→ Document excerpt:
------------
0-initialized array memory footprint

[anish singh]

int main()
{
struct snd_widget{
int x;
};
struct snd_list {
int num_widgets;
struct snd_widget *widgets[0];
};
printf("%d\n", sizeof(struct snd_list));
return 0;
}

output:4 why?

I mean if it allocates memory for only int then when
we access 'widgets' how does it know that it is there?

Why I see only 4 as the size of snd_list?

 

[Noob]

int main()
{
struct snd_widget{
int x;
};
struct snd_list {
int num_widgets;
struct snd_widget *widgets[0];
};
printf("%d\n", sizeof(struct snd_list));
return 0;
}

output:4 why?

I mean if it allocates memory for only int then when
we access 'widgets' how does it know that it is there?

Why I see only 4 as the size of snd_list?

What size would you expect an array of zero elements to be?

By the way, "The expression that specifies the size of an array
shall be an integral constant expression that has a value greater
than zero."

Related FAQ:
http://c-faq.com/struct/structhack.html

Regards.

 

[James Kuyper]

int main()
{
struct snd_widget{
int x;
};
struct snd_list {
int num_widgets;
struct snd_widget *widgets[0];
};

In the declaration of an array, "... the [ and ] may delimit
an expression ... If the expression is a constant expression, it shall
have a value greater than zero." 6.7.6.2p1, so your code violates a
constraint.

If your compiler accepted that code without generating a diagnostic
message, it's not fully conforming, at in that mode. Most C compilers
have a mode which is fully conform, but go into that mode only if you
turn on certain options (such as -ansi). Permitting a 0 in that context
is a common non-conforming extension to C. It's used to implement what's
called the struct hack, which was originally implemented using a length
of 1. However, the standard-conforming way to do the same thing is to
use what's called a "flexible array member".

"... the last element of a structure with more than one named member may
have an incomplete array type; this is called a flexible array member."
(6.7.2.1p18).

All you need to do to make widgets a flexible array member is to remove
the 0, turning it into an incomplete array type.

printf("%d\n", sizeof(struct snd_list));
return 0;
}

output:4 why?

The common extension to C that allows you to specify an length of 0 will
often (but not necessarily - it is, after all, an extension) have pretty
much the same semantics as a flexible array member: "In particular, the
size of the structure is as if the flexible array member were omitted
except that it may have more trailing padding than
the omission would imply." (6.7.6.2p18)

In other words, the standard requires sizeof(struct snd_list) >=
sizeof(int). Your comments imply that sizeof(int)==4 on your system.

I mean if it allocates memory for only int then when
we access 'widgets' how does it know that it is there?

It doesn't know. It's your responsibility, and NOT the compiler's, to
make sure that there's enough space. "... when a . (or ->) operator has
a left operand that is (a pointer to) a structure with a flexible array
member and the right operand names that member, it behaves as if that
member were replaced with the longest array (with the same element type)
------------
→ Dataset entries:
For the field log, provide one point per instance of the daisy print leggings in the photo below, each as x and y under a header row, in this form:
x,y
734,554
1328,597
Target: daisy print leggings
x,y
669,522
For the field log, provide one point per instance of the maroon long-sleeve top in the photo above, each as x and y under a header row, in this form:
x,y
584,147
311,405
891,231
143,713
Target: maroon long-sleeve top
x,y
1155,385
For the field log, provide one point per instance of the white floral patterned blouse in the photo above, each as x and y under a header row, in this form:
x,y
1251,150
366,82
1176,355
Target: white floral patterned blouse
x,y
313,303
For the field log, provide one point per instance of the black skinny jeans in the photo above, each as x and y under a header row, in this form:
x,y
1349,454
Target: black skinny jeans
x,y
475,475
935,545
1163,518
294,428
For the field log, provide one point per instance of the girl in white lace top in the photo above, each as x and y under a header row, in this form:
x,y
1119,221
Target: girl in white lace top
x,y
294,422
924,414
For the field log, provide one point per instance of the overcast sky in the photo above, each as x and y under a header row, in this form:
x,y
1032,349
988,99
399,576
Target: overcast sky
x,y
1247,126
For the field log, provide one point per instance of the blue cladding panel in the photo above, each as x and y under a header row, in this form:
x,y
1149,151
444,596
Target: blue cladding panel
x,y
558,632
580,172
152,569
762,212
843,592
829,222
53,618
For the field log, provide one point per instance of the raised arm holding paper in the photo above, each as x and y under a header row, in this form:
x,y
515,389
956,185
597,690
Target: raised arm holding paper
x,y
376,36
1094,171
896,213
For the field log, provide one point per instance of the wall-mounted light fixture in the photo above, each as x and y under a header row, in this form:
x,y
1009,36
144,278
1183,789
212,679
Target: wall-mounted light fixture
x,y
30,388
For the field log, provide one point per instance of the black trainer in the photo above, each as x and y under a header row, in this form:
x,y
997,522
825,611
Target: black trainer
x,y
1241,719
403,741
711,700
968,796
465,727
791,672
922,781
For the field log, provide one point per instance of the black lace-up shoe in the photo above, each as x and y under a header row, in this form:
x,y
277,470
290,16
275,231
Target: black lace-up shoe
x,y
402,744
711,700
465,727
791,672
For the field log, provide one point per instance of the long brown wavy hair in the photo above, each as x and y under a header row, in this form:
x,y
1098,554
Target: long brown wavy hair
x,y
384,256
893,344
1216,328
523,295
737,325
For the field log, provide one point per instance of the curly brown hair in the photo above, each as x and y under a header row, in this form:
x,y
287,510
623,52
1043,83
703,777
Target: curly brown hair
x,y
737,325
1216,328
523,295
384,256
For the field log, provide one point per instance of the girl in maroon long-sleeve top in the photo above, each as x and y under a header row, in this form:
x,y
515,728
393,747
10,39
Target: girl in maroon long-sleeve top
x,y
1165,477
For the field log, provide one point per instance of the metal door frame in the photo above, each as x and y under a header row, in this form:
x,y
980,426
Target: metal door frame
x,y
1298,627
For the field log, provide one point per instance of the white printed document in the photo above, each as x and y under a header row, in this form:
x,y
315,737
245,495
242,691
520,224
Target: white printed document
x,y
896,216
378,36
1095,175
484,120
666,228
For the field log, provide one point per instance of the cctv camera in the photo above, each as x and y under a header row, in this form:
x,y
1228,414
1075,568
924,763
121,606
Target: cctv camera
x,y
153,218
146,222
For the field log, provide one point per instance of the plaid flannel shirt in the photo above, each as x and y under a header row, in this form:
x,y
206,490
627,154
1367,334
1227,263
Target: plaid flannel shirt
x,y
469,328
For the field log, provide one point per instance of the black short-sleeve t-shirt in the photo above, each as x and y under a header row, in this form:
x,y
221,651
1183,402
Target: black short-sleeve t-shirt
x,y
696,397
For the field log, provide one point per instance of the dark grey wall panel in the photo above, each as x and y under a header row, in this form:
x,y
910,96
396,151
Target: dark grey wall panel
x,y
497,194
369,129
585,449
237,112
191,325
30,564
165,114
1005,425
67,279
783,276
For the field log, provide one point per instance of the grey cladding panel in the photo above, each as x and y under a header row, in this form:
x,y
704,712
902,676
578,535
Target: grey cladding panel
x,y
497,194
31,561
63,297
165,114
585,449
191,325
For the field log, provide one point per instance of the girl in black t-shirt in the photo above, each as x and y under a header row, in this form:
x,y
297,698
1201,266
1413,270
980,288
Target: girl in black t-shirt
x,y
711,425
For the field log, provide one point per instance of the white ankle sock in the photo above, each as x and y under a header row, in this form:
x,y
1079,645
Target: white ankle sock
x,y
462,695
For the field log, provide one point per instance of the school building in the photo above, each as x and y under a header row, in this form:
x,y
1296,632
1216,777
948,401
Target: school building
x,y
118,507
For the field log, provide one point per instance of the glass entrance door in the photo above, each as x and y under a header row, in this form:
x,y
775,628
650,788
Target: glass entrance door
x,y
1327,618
------------
→ Work request 1: List every paragraph reference to the C standard that appears in the thread about the zero-length array member.
→ Work request 2: Pick up the forum thread on the zero-length array member at the point where it stops, and carry it forward.

→ Exercise result 1: 6.7.6.2p1, 6.7.2.1p18, 6.7.6.2p18

→ Exercise result 2:
that would not make the structure larger than the object being
accessed;" (6.7.6.2p18)

So how to you arrange that the "object being accessed" is long enough?
You can't do so using objects with automatic, static, or thread_local
storage duration. However, you can do so for objects with allocated
storage duration, by allocating enough memory:

struct snd_list *mylist =
malloc(sizeof *mylist + num_widgets * sizeof mylist->widgets[0]);

if(mylist)
{
mylist->num_widgets = num_widgets;
// Code using mylist
}

With this allocation, the memory I allocated is long enough to allow
widgets to have a length of num_widgets. Therefore, mylist->widgets
behaves as if it had been declared with that length. Note: if
num_widgets is 0, "it behaves as if it had one element but the behavior
is undefined if any attempt is made to access that element or to
generate a pointer one past it."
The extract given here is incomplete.